Start of Exercise material

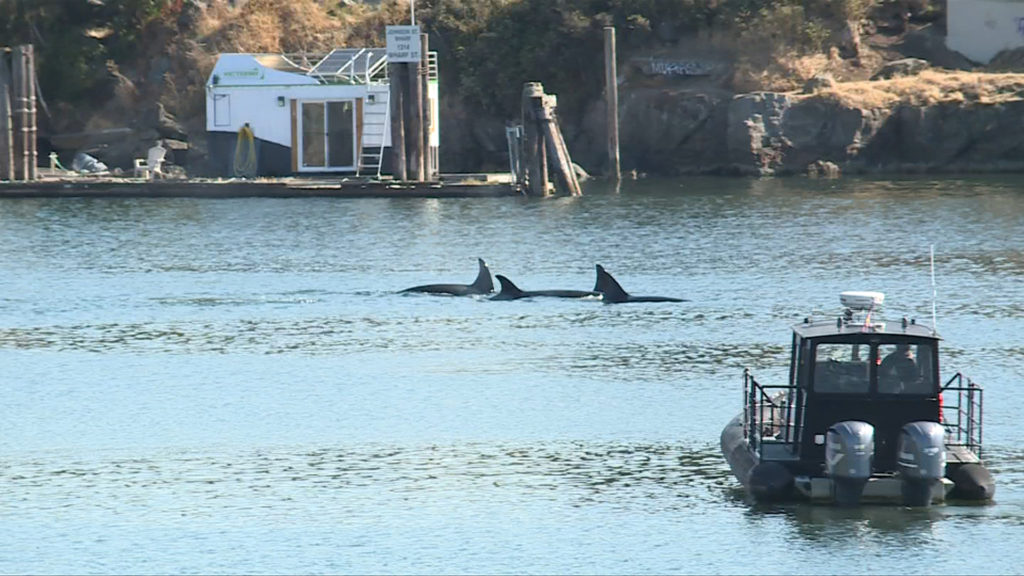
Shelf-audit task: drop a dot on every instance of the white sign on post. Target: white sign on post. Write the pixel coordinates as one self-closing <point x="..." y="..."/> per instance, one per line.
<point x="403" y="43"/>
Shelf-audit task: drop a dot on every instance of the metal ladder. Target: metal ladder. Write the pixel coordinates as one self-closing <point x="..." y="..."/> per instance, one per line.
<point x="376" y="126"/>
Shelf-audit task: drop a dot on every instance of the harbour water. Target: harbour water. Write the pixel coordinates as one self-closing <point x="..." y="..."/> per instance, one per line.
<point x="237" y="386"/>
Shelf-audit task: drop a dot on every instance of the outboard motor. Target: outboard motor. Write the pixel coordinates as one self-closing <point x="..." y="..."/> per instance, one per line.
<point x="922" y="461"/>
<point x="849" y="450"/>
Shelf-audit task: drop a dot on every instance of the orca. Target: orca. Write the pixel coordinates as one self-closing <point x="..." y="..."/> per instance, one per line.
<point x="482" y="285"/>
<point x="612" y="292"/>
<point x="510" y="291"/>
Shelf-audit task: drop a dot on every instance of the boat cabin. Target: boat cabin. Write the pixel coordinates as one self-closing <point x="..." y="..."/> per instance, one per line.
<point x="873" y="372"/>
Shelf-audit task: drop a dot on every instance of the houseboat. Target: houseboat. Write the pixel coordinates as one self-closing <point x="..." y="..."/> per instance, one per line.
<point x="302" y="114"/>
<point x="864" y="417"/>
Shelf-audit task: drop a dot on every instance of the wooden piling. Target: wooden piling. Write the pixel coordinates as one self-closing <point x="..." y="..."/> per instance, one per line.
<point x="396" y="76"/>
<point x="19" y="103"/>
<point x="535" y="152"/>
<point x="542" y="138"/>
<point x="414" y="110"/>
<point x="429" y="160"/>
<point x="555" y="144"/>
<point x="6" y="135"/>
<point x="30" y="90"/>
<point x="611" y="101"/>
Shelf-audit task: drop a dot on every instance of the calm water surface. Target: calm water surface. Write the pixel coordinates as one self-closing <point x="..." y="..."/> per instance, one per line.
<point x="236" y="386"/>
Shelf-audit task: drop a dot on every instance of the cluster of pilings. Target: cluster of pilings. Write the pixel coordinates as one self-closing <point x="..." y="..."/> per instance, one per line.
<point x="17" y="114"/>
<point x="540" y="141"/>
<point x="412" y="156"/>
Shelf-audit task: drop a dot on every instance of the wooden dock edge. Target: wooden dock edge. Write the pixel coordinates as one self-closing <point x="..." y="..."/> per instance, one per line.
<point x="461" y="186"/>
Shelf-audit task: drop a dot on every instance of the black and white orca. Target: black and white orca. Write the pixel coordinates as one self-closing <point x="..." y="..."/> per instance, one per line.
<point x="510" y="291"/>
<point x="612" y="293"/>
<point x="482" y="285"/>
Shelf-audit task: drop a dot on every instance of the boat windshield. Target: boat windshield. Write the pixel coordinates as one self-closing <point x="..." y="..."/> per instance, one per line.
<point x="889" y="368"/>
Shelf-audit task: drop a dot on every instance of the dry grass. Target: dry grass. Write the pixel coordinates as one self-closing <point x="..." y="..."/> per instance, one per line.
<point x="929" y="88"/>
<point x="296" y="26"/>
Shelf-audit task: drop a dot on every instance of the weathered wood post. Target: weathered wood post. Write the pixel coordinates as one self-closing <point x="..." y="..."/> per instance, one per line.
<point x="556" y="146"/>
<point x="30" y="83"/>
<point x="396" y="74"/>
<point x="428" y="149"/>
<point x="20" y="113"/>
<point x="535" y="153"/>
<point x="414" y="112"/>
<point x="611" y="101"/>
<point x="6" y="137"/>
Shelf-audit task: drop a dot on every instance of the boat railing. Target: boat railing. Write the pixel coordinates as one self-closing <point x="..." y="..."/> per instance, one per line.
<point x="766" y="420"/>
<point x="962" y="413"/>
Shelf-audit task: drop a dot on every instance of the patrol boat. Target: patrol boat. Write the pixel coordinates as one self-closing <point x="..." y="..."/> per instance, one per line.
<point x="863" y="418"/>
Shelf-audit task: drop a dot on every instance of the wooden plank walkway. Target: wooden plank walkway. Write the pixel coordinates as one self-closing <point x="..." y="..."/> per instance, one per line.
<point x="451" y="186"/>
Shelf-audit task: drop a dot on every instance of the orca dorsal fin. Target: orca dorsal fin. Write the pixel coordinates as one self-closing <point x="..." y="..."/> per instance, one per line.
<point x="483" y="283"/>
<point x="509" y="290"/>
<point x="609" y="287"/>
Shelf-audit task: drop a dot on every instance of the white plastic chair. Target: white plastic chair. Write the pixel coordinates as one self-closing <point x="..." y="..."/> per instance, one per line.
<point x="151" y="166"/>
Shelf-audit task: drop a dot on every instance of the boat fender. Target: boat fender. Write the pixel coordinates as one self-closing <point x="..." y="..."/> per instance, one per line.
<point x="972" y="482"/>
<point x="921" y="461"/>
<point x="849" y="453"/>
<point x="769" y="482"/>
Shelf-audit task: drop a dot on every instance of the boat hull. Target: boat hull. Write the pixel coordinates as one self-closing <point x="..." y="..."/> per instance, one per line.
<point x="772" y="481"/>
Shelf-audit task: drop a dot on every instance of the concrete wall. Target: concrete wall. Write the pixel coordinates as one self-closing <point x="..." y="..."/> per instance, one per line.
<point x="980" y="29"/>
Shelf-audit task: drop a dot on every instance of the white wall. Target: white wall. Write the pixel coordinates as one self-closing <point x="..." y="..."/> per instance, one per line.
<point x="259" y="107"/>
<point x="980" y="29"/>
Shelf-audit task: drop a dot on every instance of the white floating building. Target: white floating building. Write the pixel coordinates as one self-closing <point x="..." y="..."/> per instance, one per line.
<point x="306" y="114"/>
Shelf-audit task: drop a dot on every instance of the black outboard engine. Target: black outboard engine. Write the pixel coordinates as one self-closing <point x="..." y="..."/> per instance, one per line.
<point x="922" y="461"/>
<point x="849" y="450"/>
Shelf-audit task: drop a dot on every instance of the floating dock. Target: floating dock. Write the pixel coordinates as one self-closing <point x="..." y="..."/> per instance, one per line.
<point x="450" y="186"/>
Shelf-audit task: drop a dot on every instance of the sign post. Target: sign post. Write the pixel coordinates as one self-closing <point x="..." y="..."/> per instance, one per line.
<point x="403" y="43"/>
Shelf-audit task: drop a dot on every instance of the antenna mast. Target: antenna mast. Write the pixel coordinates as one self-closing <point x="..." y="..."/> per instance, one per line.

End of Exercise material

**Work to be completed:** Go through the records above and write out every line exactly, passing over the pictures.

**Result of this exercise:**
Shelf-audit task: drop a dot on every instance of the white sign on post. Target: white sign on post. Write the pixel coordinates as one self-closing <point x="..." y="..."/> per instance, one per line.
<point x="403" y="43"/>
Shelf-audit task: drop a dot on every instance of the metal ladder. Target: metal ladder. Write the pixel coordinates as one self-closing <point x="..." y="..."/> per instance, one per line.
<point x="376" y="126"/>
Shelf-audit task: drop a dot on every instance of the harbour water. Target: harbour water. Write the pixel coordinates as one self-closing <point x="..." y="..."/> per instance, one per line.
<point x="237" y="386"/>
Shelf-audit task: drop a dot on every instance of the outboard motor. Target: outboard motor. Write the pixel coordinates as one self-closing <point x="..." y="..."/> per instance, one per line.
<point x="922" y="461"/>
<point x="849" y="450"/>
Shelf-audit task: drop a dot on every instance of the orca. Target: orca. Write the pixel coordinates as one self-closing <point x="..." y="..."/> per instance, one per line.
<point x="482" y="285"/>
<point x="612" y="292"/>
<point x="510" y="291"/>
Shelf-audit task: drop a dot on every instance of the boat cabin. Target: boat cabin. Write the pixel coordinates as one self-closing <point x="..." y="..."/> per instance, one per line.
<point x="873" y="372"/>
Shelf-audit task: drop a dot on every instance of the houseboat. Target: houseboat. Write the pixel coordinates as one self-closing <point x="..." y="..."/> per instance, one per line.
<point x="302" y="114"/>
<point x="864" y="417"/>
Shelf-audit task: drop a dot on every instance of the wooden piling. Target: wooden piling. Write the pixel coordinates as one self-closing <point x="..." y="..."/> per instance, one per line.
<point x="396" y="76"/>
<point x="19" y="103"/>
<point x="535" y="152"/>
<point x="542" y="138"/>
<point x="414" y="110"/>
<point x="429" y="160"/>
<point x="555" y="144"/>
<point x="6" y="135"/>
<point x="30" y="90"/>
<point x="611" y="101"/>
Shelf-audit task: drop a dot on every instance of the calm water surface. Target: calm water surface. Write the pixel coordinates as one self-closing <point x="..." y="..."/> per instance, one per line.
<point x="236" y="386"/>
Shelf-audit task: drop a dot on every instance of the cluster of pilings. Target: cluster of pilings. Write the pixel coordinates as one self-closing <point x="..." y="..."/> per instance, one per line.
<point x="17" y="114"/>
<point x="540" y="141"/>
<point x="412" y="156"/>
Shelf-audit task: drop a dot on every instance of the wooden dock edge. Target: wooden dock edge. Write the pixel coordinates as one self-closing <point x="..." y="..."/> per instance, one per line.
<point x="461" y="186"/>
Shelf-audit task: drop a dot on every instance of the black and white orca. Target: black and white orca. Write the pixel coordinates as one self-closing <point x="..." y="..."/> per instance, one per line.
<point x="510" y="291"/>
<point x="612" y="293"/>
<point x="482" y="285"/>
Shelf-audit task: drop a dot on every instance of the boat windshield. Target: boat windshield. Write the pixel coordinates as one self-closing <point x="..." y="..."/> per instance, one per line.
<point x="889" y="368"/>
Shelf-audit task: drop a dot on every instance of the dry grass. Target: dry grass. Write the pixel coordinates as one self-closing <point x="..." y="..."/> per instance, one per line.
<point x="929" y="88"/>
<point x="296" y="26"/>
Shelf-audit task: drop a dot on every instance of the weathered wood post. Target: weathered wood post. Write the pixel coordinates as one self-closing <point x="..." y="..."/> per instance, one per line.
<point x="556" y="146"/>
<point x="30" y="83"/>
<point x="396" y="74"/>
<point x="428" y="149"/>
<point x="20" y="113"/>
<point x="535" y="153"/>
<point x="414" y="112"/>
<point x="611" y="101"/>
<point x="6" y="137"/>
Shelf-audit task: drop a dot on every instance of the boat railing. Target: boat railing. Write the pixel coordinates as one self-closing <point x="..." y="..."/> per instance, one per line.
<point x="766" y="420"/>
<point x="962" y="413"/>
Shelf-audit task: drop a dot on every instance of the patrol boat. Target: patrol boat. Write the pixel coordinates as one self-closing <point x="..." y="..."/> per instance, one per line.
<point x="863" y="418"/>
Shelf-audit task: drop a dot on every instance of the wooden plank walkway. Target: wooden plank walkway. Write the pixel coordinates as one self-closing <point x="..." y="..."/> per instance, one per line.
<point x="451" y="186"/>
Shelf-audit task: drop a dot on every instance of the orca dorsal fin. Target: orca dorsal fin. Write the pixel coordinates as one self-closing <point x="..." y="..."/> per instance, one per line.
<point x="483" y="283"/>
<point x="509" y="290"/>
<point x="609" y="287"/>
Shelf-audit task: drop a dot on every instance of the white plastic chair. Target: white plastic chair. Write the pixel coordinates as one self-closing <point x="..." y="..."/> per instance, one per line.
<point x="151" y="166"/>
Shelf-audit task: drop a dot on every instance of the boat fender. Target: boat fender. Write the pixel coordinates as one self-closing <point x="..." y="..."/> per instance, one per line.
<point x="972" y="482"/>
<point x="921" y="461"/>
<point x="849" y="453"/>
<point x="769" y="482"/>
Shelf-audit task: drop a dot on every instance of the boat hull. Target: boat hull. Write the pixel coordinates as one self-closing <point x="..." y="..."/> per instance, one per line.
<point x="772" y="481"/>
Shelf-audit task: drop a dot on every instance of the concrete wall. Target: concrete wall. Write the pixel coordinates as one self-closing <point x="..." y="..."/> per instance, one per line.
<point x="980" y="29"/>
Shelf-audit task: drop a dot on every instance of the white wall. Target: white wall. Write the pixel coordinates as one self-closing <point x="..." y="..."/> per instance, one per line.
<point x="259" y="107"/>
<point x="980" y="29"/>
Shelf-audit task: drop a dot on every instance of the white floating building. Target: white floating building. Write the pixel coordinates as one self-closing <point x="..." y="..."/> per instance, one per line.
<point x="306" y="114"/>
Shelf-audit task: drop a dot on every instance of the black outboard engine. Target: black outboard engine. Write the pixel coordinates as one self-closing <point x="..." y="..."/> per instance, one per line.
<point x="922" y="461"/>
<point x="849" y="450"/>
Shelf-audit task: drop a dot on every instance of the floating dock. Target: floating dock. Write the pixel coordinates as one self-closing <point x="..." y="..."/> per instance, one per line.
<point x="450" y="186"/>
Shelf-audit task: drop a dot on every instance of the sign post. Target: sign post. Write the pixel coordinates as one self-closing <point x="..." y="..."/> per instance, one per line.
<point x="403" y="43"/>
Shelf-audit task: drop a dot on every instance of the antenna mast. Target: antenna mast. Write the pixel coordinates as one self-closing <point x="..." y="..."/> per instance, one per line.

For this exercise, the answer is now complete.